Requirement
Each record below needs to be set down again exactly.

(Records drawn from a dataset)
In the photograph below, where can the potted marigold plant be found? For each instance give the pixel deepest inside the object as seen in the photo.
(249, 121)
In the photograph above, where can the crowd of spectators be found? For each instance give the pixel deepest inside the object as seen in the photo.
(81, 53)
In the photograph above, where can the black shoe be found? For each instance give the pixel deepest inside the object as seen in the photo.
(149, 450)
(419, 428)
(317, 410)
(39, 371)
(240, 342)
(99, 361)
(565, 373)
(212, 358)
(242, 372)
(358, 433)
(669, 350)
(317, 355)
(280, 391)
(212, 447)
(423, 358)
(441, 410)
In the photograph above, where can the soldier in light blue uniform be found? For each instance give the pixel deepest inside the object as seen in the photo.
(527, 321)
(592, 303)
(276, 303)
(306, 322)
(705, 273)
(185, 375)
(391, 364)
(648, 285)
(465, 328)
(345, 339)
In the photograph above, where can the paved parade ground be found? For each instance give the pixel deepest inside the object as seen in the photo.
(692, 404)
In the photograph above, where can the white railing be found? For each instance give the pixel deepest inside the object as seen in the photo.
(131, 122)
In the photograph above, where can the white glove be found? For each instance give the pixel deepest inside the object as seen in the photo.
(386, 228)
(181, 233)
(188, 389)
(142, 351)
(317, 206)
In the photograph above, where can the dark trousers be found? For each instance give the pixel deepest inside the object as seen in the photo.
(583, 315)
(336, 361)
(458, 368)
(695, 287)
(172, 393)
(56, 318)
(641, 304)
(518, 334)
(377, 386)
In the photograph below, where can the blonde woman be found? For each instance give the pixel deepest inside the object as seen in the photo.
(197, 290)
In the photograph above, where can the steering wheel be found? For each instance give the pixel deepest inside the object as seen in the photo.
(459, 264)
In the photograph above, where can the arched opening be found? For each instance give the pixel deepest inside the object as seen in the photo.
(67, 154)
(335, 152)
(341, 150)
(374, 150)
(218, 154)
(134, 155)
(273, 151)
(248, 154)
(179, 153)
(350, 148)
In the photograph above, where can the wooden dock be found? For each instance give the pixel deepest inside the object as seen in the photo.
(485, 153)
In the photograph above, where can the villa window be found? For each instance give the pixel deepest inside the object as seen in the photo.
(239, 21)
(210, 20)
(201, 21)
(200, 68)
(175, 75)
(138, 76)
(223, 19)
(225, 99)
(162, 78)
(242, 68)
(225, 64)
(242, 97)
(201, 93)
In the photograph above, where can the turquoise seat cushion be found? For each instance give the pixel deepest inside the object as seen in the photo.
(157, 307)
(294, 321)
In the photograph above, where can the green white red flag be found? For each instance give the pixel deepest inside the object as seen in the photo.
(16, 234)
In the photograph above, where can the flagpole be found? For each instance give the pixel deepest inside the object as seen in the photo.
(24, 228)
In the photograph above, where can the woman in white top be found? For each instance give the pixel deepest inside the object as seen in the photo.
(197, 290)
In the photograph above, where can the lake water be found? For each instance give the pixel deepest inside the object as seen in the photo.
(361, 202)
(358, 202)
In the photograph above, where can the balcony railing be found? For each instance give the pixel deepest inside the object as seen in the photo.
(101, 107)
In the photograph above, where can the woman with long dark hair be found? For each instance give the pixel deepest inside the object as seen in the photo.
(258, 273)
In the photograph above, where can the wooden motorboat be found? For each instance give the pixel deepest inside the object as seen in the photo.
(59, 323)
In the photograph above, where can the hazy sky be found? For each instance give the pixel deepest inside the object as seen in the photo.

Your solution
In the photograph below, where can the potted marigold plant be found? For each instance give the pixel deepest inside the object as seen in the photo.
(249, 121)
In the photograph above, where can the crowd of spectators be found? For each instance give the pixel deepest inside the object as seen in the photo.
(81, 53)
In the photograph above, where can the black shoe be found? For each instance give the pixel deepest inside the object as seen in the photo.
(149, 450)
(419, 428)
(317, 410)
(39, 371)
(240, 342)
(99, 361)
(565, 373)
(212, 358)
(242, 372)
(358, 433)
(669, 350)
(317, 355)
(280, 391)
(212, 447)
(423, 358)
(441, 410)
In the photograph above, where can the soldier in light blue uniform be found? For each instance give the pixel deepest inside the object as seen in the photo.
(527, 321)
(592, 303)
(276, 303)
(306, 322)
(705, 273)
(185, 375)
(391, 364)
(648, 285)
(465, 328)
(345, 339)
In the photograph above, where can the paved parade ground be found? For each instance give the pixel deepest inside the object as seen in the photo.
(692, 404)
In the photograph above, where can the white railing be found? For each instance give the pixel deepest inside the object as seen in the photo.
(131, 122)
In the photograph above, where can the white glove be found? For each instance give the pixel deepest inside the object as seen in the photo.
(386, 228)
(181, 233)
(188, 389)
(142, 351)
(317, 206)
In the photograph above, where can the dark trousers be found? For each instance give the pixel deepest inside the object as seen in the photo.
(583, 315)
(336, 361)
(458, 368)
(695, 287)
(172, 393)
(56, 318)
(641, 304)
(518, 334)
(377, 386)
In the photograph below, where can the blonde woman be found? For each instance give the pixel deepest inside the object as seen in the photo.
(197, 290)
In the photograph above, where can the steering wheel be found? For each instance give the pixel deepest inside the object as seen in the photo.
(459, 264)
In the photograph above, where can the arched opening be found? For each instance give the pixel deepest inside the object as seen in the photo.
(67, 154)
(335, 152)
(341, 150)
(374, 150)
(218, 154)
(134, 155)
(273, 151)
(248, 154)
(179, 153)
(350, 148)
In the photograph above, where can the wooden dock be found? For each instance give the pixel deepest inside the object as seen in the photo.
(485, 153)
In the photograph above, where can the villa window be found? For each instance give the pixel deepest inside the object as seen in the photo.
(239, 21)
(210, 20)
(201, 21)
(200, 68)
(175, 75)
(138, 76)
(223, 19)
(225, 99)
(162, 78)
(242, 68)
(225, 64)
(242, 97)
(201, 93)
In the photograph above, where can the turquoise seat cushion be found? For each instance give the pixel deepest inside the object as seen in the photo.
(157, 307)
(294, 321)
In the photograph above, where can the green white red flag be found? For each instance give the pixel deepest inside the object as seen in the photo.
(16, 234)
In the photograph above, where can the flagpole be found? For each instance give the pixel deepest inside the object as seen in the photo.
(24, 228)
In the photograph above, where can the woman in white top be found? For each instance give the pixel deepest inside the object as seen in the photo.
(197, 290)
In the photograph above, where can the lake water be found? For each instance give the pixel deepest inside the object as seen in the photo.
(361, 202)
(358, 202)
In the photograph above, where can the balcony railing be found? For each instance give the pixel deepest inside the object as seen in the photo.
(101, 107)
In the photograph above, where can the woman with long dark hair be found? For each instance give the pixel deepest inside the object as seen in the photo.
(258, 273)
In the photograph above, where can the wooden motorboat be found? For each instance give the pixel deepest inside the object as seen in the photo.
(59, 323)
In the photograph above, where can the hazy sky be found? For each instance give the pixel deepest inside the object as seen in the photo.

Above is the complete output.